そういう中でしたが、今季は苦戦中の<イーグルス>としては1戦目も落としているので何とかしようと積極果敢な攻撃を見せます。

<クリスタル>の客席は、入って右側から「セクターA」となっていて左側の「セクターE」まで設けられていますが、「A」の側、隣の「B」の辺りに陣取ると第1ピリオドと第3ピリオドに「ユジノサハリンスクにやって来ているチーム」のゴールが据えられる側になります。これまで観戦した試合ですが、<SAKHALIN>が元気好く攻め続ける展開が多く、この「AやBの側」で選手達が攻防を繰り広げている場合が多い感じでした。が、この試合は<イーグルス>が積極的で、<SAKHALIN>のゴールを脅かし続けていた場面が多く見受けられました。

第1ピリオドは、果敢な攻撃の中から<イーグルス>が先制点を上げました。しかし、第1ピリオドの後半に至って<SAKHALIN>は確り1点を奪い返し、1対1の同点となりました。

そして第1ピリオドの終盤、<イーグルス>が見せた戦術に少々驚きました。いきなり「6人攻撃」を仕掛けました。
_____
### 作業内容
アイスホッケーの試合を伝える本文のうち、「<クリスタル>の客席は、入っ」で始まり「場面が多く見受けられました。」で終わる部分を一字一句違えずに書き写してください。
_____
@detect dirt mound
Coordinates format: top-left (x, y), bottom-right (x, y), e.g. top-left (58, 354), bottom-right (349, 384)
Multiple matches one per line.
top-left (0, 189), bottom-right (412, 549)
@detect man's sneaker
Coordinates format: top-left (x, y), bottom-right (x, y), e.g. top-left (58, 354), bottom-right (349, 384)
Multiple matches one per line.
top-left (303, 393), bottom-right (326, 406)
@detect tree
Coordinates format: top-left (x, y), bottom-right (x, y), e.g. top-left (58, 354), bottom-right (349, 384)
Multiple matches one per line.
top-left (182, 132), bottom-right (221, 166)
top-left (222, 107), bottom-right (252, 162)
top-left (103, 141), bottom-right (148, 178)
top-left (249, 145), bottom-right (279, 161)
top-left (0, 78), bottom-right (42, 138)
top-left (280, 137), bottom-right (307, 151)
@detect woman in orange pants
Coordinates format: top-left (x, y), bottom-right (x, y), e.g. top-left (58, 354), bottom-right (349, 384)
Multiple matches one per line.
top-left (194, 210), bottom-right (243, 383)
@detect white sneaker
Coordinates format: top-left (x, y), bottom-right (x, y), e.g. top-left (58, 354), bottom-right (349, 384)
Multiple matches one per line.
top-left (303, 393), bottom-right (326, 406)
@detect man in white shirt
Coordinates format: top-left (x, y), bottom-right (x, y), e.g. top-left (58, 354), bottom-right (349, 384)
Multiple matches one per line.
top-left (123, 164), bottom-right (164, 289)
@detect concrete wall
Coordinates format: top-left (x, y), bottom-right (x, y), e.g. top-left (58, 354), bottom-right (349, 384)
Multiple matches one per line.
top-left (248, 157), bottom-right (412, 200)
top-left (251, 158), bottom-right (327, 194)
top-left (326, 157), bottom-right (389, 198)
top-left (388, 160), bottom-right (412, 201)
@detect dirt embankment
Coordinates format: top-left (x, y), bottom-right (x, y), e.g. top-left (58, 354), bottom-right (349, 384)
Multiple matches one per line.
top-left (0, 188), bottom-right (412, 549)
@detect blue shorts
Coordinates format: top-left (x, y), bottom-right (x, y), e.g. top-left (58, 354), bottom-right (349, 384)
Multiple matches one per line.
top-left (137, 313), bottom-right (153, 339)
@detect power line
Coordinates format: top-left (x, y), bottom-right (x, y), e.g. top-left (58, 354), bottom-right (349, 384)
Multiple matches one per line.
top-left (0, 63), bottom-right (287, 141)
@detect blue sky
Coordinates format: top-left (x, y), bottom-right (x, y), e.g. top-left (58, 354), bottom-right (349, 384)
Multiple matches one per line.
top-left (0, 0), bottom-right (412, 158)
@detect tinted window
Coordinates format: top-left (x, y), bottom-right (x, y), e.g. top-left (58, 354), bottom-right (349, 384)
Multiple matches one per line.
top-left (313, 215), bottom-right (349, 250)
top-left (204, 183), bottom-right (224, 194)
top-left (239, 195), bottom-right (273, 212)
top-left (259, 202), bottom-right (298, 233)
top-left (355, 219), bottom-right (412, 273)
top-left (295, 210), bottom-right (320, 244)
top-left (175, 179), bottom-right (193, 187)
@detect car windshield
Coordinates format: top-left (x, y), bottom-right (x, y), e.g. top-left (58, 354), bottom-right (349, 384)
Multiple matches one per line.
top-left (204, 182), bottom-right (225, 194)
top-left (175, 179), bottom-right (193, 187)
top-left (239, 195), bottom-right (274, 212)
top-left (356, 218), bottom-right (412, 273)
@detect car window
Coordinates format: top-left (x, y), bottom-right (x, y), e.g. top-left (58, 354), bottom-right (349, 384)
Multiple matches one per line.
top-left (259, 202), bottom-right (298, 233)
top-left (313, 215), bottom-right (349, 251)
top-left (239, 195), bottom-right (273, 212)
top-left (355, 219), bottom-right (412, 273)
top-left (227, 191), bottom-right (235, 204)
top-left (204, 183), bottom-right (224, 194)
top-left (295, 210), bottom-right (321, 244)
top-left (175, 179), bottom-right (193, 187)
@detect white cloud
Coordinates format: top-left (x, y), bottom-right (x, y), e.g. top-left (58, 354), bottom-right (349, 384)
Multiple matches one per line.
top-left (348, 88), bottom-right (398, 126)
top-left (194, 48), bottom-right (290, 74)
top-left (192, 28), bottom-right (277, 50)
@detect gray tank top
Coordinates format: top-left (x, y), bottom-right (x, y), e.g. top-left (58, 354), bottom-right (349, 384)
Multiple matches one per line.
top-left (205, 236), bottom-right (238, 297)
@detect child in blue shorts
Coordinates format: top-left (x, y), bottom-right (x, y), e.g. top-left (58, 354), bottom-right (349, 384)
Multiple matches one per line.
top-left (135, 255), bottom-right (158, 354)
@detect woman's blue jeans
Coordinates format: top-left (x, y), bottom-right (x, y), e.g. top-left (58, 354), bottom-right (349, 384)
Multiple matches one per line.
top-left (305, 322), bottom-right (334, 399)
_____
### 回答
<クリスタル>の客席は、入って右側から「セクターA」となっていて左側の「セクターE」まで設けられていますが、「A」の側、隣の「B」の辺りに陣取ると第1ピリオドと第3ピリオドに「ユジノサハリンスクにやって来ているチーム」のゴールが据えられる側になります。これまで観戦した試合ですが、<SAKHALIN>が元気好く攻め続ける展開が多く、この「AやBの側」で選手達が攻防を繰り広げている場合が多い感じでした。が、この試合は<イーグルス>が積極的で、<SAKHALIN>のゴールを脅かし続けていた場面が多く見受けられました。